*What you are asked to do*
Print the Hadoop MapReduce notes below word for word, from the first line to the last.

## Begin Source document

Couple of the Mapreduce examples in python and a documentation on running them!
Folder Structure
The files are assumed to be stored in the given locations in the Linux OS. This is just an example illustration and in real the location does not matter.
- Hadoop installed in: /usr/local
- words.txt (sample word file on which the mapreduce jobs are run): /usr/local
- mapper.py (mapper file) and reducer.py (reducer file): /usr/local
- words.txt in hdfs: /wordcount
Creating Files
touch words.txt
Making Directory in hdfs
hadoop fs -mkdir -p /wordcount
Copying test file from local directory to hdfs
hadoop fs -copyFromLocal /usr/local/words.txt /wordcount
Check for file listing on hdfs:
hadoop fs -ls /wordcount
Running the mapreduce job
/usr/local/hadoop/bin/hadoop jar /usr/local/hadoop/share/hadoop/tools/lib/hadoop-streaming-2.6.0.jar -file /usr/local/mapper.py -mapper mapper.py -file /usr/local/reducer.py -reducer reducer.py -input /wordcount/words.txt -output /wordcount/output
Print the output
hadoop fs -cat /wordcount/output/part-00000
Remove the output folder from hdfs
hadoop dfs -rmr hdfs:///wordcount/output
User friendly list of files and sizes in a directory
ls -lh
Giving full permissions to a folder if required
chmod 777 -R /usr/local/hadoop_store

## End Source document
## Begin Stored records

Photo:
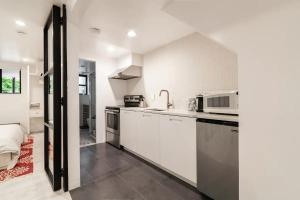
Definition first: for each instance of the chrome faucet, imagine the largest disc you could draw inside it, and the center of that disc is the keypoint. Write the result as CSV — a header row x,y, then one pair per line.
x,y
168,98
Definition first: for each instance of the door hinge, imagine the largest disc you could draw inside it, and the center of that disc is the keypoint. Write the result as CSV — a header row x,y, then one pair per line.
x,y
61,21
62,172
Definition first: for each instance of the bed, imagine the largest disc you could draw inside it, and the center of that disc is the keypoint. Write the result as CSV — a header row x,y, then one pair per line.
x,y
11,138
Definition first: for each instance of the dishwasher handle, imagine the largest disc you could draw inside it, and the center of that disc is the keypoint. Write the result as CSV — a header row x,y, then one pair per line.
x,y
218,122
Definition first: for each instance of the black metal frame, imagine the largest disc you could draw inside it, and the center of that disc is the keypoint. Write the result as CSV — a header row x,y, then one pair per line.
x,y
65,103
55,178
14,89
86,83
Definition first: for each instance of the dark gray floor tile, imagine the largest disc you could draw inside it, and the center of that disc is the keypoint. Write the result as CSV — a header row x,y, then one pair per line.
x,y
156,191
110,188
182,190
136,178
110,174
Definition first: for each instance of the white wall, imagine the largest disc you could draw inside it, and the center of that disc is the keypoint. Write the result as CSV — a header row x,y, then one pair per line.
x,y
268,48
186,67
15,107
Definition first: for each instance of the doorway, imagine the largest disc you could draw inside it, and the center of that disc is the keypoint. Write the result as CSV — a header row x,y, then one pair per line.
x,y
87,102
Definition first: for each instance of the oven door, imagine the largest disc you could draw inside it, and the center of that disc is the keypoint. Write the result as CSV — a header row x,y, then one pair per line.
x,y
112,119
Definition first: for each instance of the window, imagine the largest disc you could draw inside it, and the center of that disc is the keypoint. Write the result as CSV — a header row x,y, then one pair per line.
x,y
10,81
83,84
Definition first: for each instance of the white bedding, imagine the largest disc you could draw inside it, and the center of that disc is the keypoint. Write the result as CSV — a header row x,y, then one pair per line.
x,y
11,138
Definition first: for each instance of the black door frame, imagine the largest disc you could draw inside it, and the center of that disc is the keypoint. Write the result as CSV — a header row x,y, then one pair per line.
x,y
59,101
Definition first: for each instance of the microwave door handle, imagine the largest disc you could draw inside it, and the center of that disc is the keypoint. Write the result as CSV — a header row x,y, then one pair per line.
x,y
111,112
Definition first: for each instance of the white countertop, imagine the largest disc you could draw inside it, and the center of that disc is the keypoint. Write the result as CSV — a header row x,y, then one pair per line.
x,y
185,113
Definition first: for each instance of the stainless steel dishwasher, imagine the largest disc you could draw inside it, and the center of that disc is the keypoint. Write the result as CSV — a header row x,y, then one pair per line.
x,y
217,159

## End Stored records
## Begin Stored records

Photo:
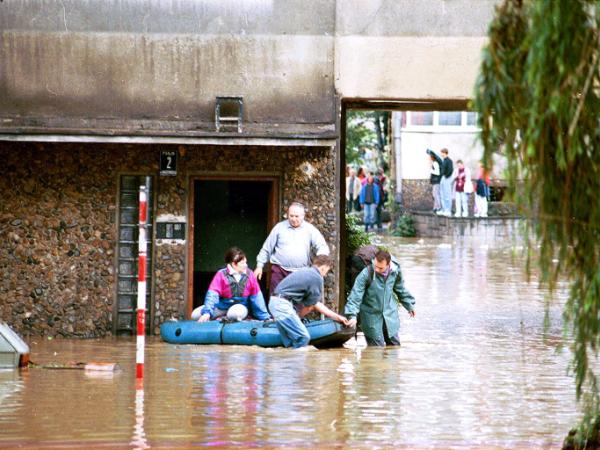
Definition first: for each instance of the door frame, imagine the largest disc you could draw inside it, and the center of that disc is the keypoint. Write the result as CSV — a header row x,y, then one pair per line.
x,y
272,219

## End Stored records

*Answer*
Couple of the Mapreduce examples in python and a documentation on running them!
Folder Structure
The files are assumed to be stored in the given locations in the Linux OS. This is just an example illustration and in real the location does not matter.
- Hadoop installed in: /usr/local
- words.txt (sample word file on which the mapreduce jobs are run): /usr/local
- mapper.py (mapper file) and reducer.py (reducer file): /usr/local
- words.txt in hdfs: /wordcount
Creating Files
touch words.txt
Making Directory in hdfs
hadoop fs -mkdir -p /wordcount
Copying test file from local directory to hdfs
hadoop fs -copyFromLocal /usr/local/words.txt /wordcount
Check for file listing on hdfs:
hadoop fs -ls /wordcount
Running the mapreduce job
/usr/local/hadoop/bin/hadoop jar /usr/local/hadoop/share/hadoop/tools/lib/hadoop-streaming-2.6.0.jar -file /usr/local/mapper.py -mapper mapper.py -file /usr/local/reducer.py -reducer reducer.py -input /wordcount/words.txt -output /wordcount/output
Print the output
hadoop fs -cat /wordcount/output/part-00000
Remove the output folder from hdfs
hadoop dfs -rmr hdfs:///wordcount/output
User friendly list of files and sizes in a directory
ls -lh
Giving full permissions to a folder if required
chmod 777 -R /usr/local/hadoop_store